WHAT YOU WILL DO> Beginning with the line that holds "Target: cluster of light bulb", write out each line exactly as it stands until the end of the data, and include no pictures.

[Opening DATA TO PROCESS section]

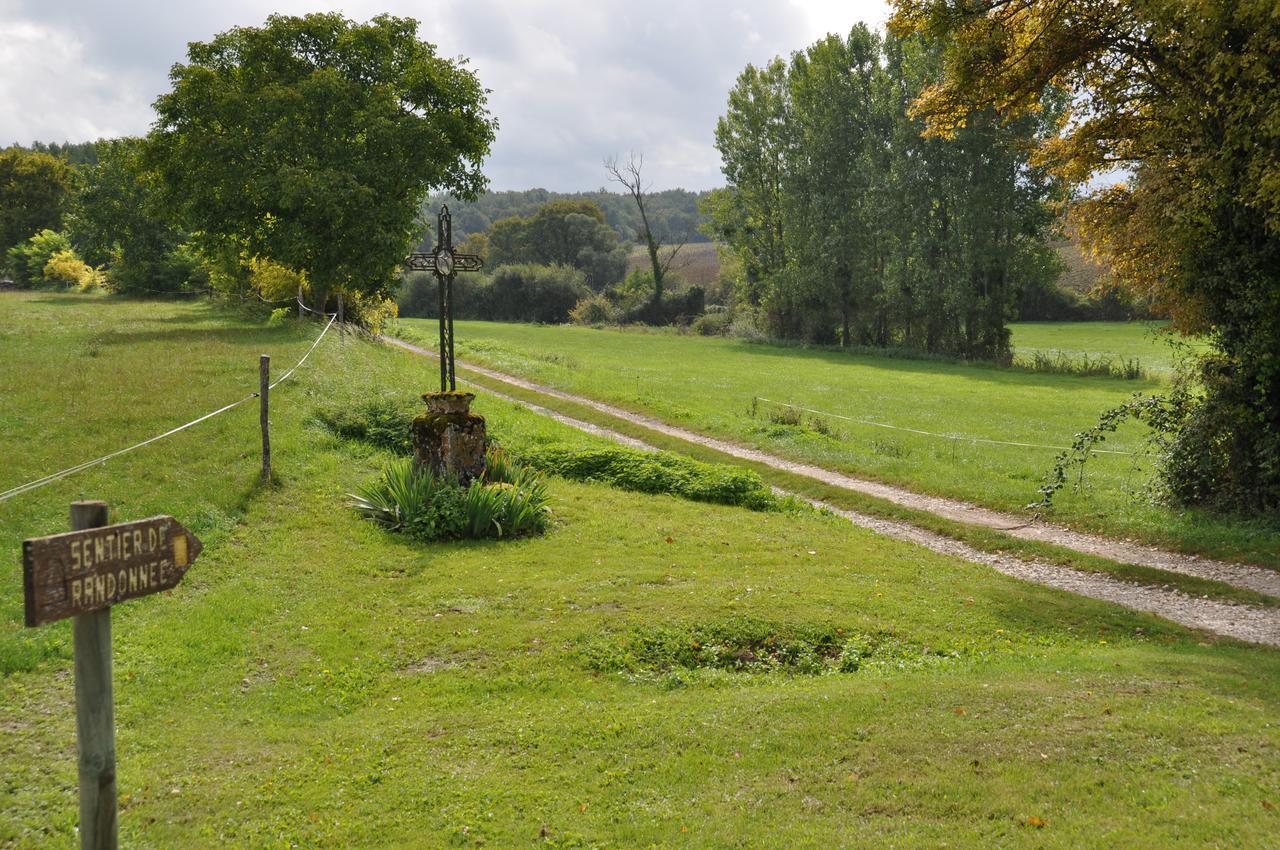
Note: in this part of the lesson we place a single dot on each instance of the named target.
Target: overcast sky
(572, 81)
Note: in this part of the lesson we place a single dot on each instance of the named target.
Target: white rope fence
(80, 467)
(965, 438)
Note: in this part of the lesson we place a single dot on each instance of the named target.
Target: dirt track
(1244, 622)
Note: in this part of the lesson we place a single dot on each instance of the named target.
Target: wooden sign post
(82, 574)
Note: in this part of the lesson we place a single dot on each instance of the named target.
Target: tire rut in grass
(1230, 620)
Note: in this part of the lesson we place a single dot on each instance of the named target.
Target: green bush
(595, 310)
(713, 324)
(382, 421)
(528, 292)
(416, 503)
(419, 296)
(658, 473)
(27, 260)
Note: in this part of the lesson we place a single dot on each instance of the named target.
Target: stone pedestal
(448, 438)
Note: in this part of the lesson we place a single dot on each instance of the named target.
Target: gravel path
(1244, 622)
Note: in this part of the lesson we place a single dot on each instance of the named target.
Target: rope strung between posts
(950, 437)
(80, 467)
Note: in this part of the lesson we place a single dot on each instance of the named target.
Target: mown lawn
(720, 385)
(318, 682)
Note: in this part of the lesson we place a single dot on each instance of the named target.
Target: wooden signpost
(82, 574)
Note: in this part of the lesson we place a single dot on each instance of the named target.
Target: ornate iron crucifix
(444, 263)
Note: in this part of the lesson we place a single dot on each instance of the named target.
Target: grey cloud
(571, 82)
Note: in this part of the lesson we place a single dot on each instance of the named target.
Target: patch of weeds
(685, 654)
(383, 421)
(786, 416)
(887, 448)
(819, 425)
(659, 473)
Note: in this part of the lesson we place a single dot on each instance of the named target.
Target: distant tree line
(675, 211)
(1182, 96)
(854, 228)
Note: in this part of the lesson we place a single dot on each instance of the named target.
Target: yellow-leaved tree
(1178, 100)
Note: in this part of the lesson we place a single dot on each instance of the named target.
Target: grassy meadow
(319, 682)
(1151, 343)
(717, 385)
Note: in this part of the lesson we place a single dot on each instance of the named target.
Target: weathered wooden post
(342, 321)
(82, 574)
(264, 391)
(95, 708)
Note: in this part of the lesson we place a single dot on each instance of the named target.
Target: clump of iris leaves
(385, 423)
(508, 501)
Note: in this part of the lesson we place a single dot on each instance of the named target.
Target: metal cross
(444, 263)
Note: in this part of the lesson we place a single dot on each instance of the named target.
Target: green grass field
(708, 384)
(318, 682)
(1151, 343)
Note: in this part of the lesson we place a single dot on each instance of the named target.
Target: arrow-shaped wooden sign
(71, 574)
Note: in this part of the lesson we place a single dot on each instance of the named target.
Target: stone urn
(448, 438)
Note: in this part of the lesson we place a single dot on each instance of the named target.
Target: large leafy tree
(312, 141)
(114, 222)
(33, 191)
(753, 140)
(1180, 96)
(854, 228)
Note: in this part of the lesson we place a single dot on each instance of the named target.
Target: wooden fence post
(95, 709)
(264, 392)
(342, 320)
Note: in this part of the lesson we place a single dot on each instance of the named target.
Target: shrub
(429, 508)
(419, 296)
(675, 309)
(658, 473)
(713, 324)
(169, 272)
(594, 310)
(27, 260)
(528, 292)
(68, 270)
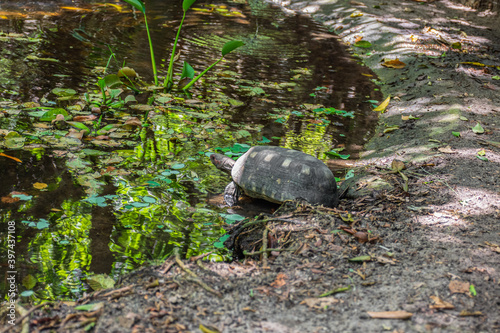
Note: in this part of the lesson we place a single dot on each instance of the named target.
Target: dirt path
(430, 254)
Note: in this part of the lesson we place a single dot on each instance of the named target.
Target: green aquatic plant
(186, 4)
(226, 49)
(139, 5)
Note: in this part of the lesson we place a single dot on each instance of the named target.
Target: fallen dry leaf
(465, 313)
(440, 304)
(459, 287)
(319, 303)
(447, 150)
(396, 63)
(390, 314)
(280, 281)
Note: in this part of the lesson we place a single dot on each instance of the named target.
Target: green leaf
(52, 114)
(138, 4)
(186, 4)
(363, 43)
(14, 140)
(178, 166)
(22, 197)
(187, 71)
(478, 129)
(105, 129)
(231, 46)
(79, 126)
(29, 281)
(149, 199)
(112, 81)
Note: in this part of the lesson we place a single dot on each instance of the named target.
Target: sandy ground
(425, 240)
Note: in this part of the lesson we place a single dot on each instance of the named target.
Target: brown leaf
(459, 287)
(440, 304)
(447, 150)
(390, 314)
(319, 303)
(397, 165)
(396, 63)
(280, 281)
(465, 313)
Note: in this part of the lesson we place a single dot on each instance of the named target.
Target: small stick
(264, 248)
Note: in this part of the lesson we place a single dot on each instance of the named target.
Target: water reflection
(289, 66)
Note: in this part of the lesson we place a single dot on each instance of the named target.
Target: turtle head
(222, 162)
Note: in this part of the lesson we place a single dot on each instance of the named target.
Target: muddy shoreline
(426, 249)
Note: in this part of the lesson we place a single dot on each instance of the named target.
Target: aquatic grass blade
(187, 71)
(186, 4)
(227, 48)
(137, 4)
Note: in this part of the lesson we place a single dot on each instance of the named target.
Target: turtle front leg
(232, 194)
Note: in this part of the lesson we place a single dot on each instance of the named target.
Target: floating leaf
(112, 81)
(52, 114)
(14, 140)
(363, 43)
(22, 197)
(27, 293)
(383, 105)
(231, 46)
(40, 186)
(478, 129)
(61, 92)
(177, 166)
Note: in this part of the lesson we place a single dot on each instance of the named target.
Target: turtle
(278, 174)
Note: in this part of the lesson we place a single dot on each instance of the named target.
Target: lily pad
(61, 92)
(14, 140)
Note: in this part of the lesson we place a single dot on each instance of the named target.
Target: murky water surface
(107, 205)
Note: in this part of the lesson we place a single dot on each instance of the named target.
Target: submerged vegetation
(117, 176)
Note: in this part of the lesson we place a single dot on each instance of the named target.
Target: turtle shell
(277, 174)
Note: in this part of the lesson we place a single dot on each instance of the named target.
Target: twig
(264, 248)
(26, 314)
(267, 250)
(195, 278)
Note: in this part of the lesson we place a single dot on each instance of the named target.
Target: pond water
(106, 204)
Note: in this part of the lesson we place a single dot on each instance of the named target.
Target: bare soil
(425, 240)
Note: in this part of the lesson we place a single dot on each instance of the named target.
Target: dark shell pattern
(277, 174)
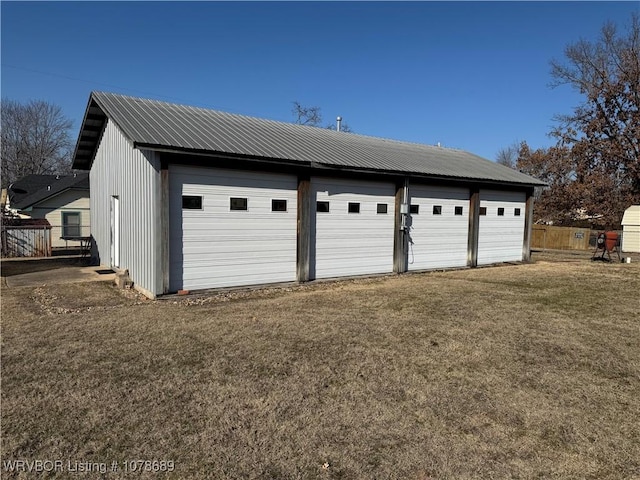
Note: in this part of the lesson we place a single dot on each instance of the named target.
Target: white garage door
(353, 228)
(439, 227)
(231, 228)
(501, 229)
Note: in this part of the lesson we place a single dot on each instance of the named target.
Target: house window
(238, 203)
(70, 224)
(278, 205)
(191, 202)
(322, 207)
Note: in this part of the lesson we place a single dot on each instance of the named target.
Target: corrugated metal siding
(151, 122)
(133, 176)
(500, 238)
(438, 241)
(345, 243)
(217, 247)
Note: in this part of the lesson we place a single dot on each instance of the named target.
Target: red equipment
(608, 242)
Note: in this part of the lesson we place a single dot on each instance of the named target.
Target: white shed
(186, 198)
(631, 229)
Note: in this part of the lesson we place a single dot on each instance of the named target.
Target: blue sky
(470, 75)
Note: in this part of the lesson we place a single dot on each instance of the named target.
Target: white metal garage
(439, 227)
(231, 228)
(352, 227)
(501, 227)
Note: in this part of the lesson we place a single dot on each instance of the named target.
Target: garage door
(352, 228)
(231, 228)
(501, 229)
(439, 227)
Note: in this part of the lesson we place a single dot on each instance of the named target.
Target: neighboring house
(187, 198)
(63, 200)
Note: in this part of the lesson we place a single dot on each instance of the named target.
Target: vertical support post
(528, 227)
(474, 227)
(304, 228)
(400, 239)
(164, 225)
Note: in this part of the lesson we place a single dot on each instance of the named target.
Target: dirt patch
(18, 266)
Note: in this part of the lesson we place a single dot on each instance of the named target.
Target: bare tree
(306, 115)
(594, 170)
(604, 131)
(508, 156)
(35, 140)
(312, 116)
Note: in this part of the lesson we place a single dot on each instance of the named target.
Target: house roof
(155, 125)
(33, 189)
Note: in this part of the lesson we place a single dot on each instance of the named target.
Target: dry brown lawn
(525, 371)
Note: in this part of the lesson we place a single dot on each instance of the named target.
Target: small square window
(278, 205)
(322, 207)
(70, 224)
(238, 203)
(192, 202)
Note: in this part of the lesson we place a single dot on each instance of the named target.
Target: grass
(528, 371)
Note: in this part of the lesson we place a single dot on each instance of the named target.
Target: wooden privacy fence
(26, 241)
(560, 238)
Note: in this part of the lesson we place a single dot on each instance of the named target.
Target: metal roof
(152, 124)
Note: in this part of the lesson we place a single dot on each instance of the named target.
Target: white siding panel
(349, 244)
(438, 241)
(217, 247)
(500, 238)
(134, 176)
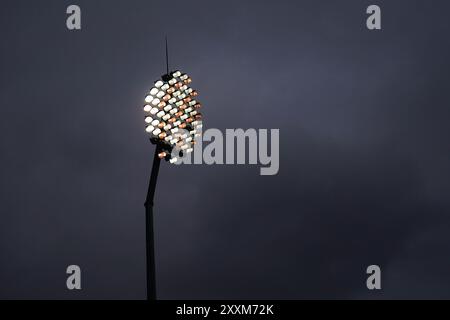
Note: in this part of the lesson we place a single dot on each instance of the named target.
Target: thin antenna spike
(167, 56)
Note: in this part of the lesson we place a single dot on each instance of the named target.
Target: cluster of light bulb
(172, 115)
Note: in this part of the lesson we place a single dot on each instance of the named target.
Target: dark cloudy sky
(364, 141)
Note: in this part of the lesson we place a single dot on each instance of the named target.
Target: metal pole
(167, 57)
(150, 247)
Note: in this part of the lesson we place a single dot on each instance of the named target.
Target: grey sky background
(364, 165)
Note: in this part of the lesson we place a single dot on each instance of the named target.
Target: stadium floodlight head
(173, 121)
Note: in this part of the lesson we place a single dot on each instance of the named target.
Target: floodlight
(173, 123)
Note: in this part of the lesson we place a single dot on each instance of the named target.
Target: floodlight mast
(150, 240)
(150, 236)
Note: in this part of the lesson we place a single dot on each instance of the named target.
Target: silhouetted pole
(150, 240)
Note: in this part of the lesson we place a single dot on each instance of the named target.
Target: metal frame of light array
(172, 115)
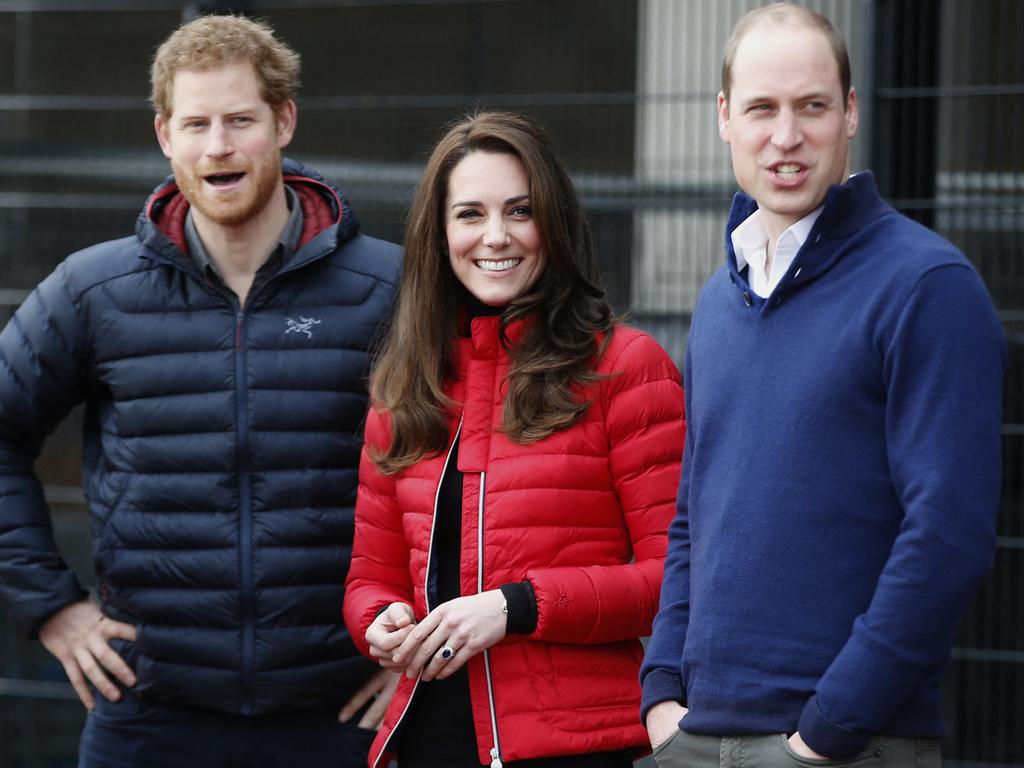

[Closing DATA TO PROCESS section]

SOLUTION TO THIS TASK>
Target: cluster of light bulb
(172, 115)
Note: in this part of the lesson we place a single dot on each instance of the named target.
Target: dark cloudy sky
(364, 141)
Note: in this part of the lesson we place a single dot on each instance of the named target.
Target: metal pole
(167, 57)
(150, 247)
Note: in this part of the lesson we place a single dot on each instance of the named target.
Target: grey sky background
(364, 165)
Note: in this part of the lesson we place a single dot on each instance of the named target.
Target: stadium floodlight head
(173, 121)
Note: in this part of the lesson we place a single dot on each instance of the named target.
Target: floodlight
(173, 123)
Note: in this part of the lesson we place a single dot on each instance of the named target.
Target: floodlight mast
(150, 240)
(150, 236)
Note: in this part of the lesson we place a single dot on each instance of the named target.
Target: silhouetted pole
(150, 240)
Note: in this part of the lesson we place a single dot on each instance of the named target.
Target: metal frame of light array
(172, 115)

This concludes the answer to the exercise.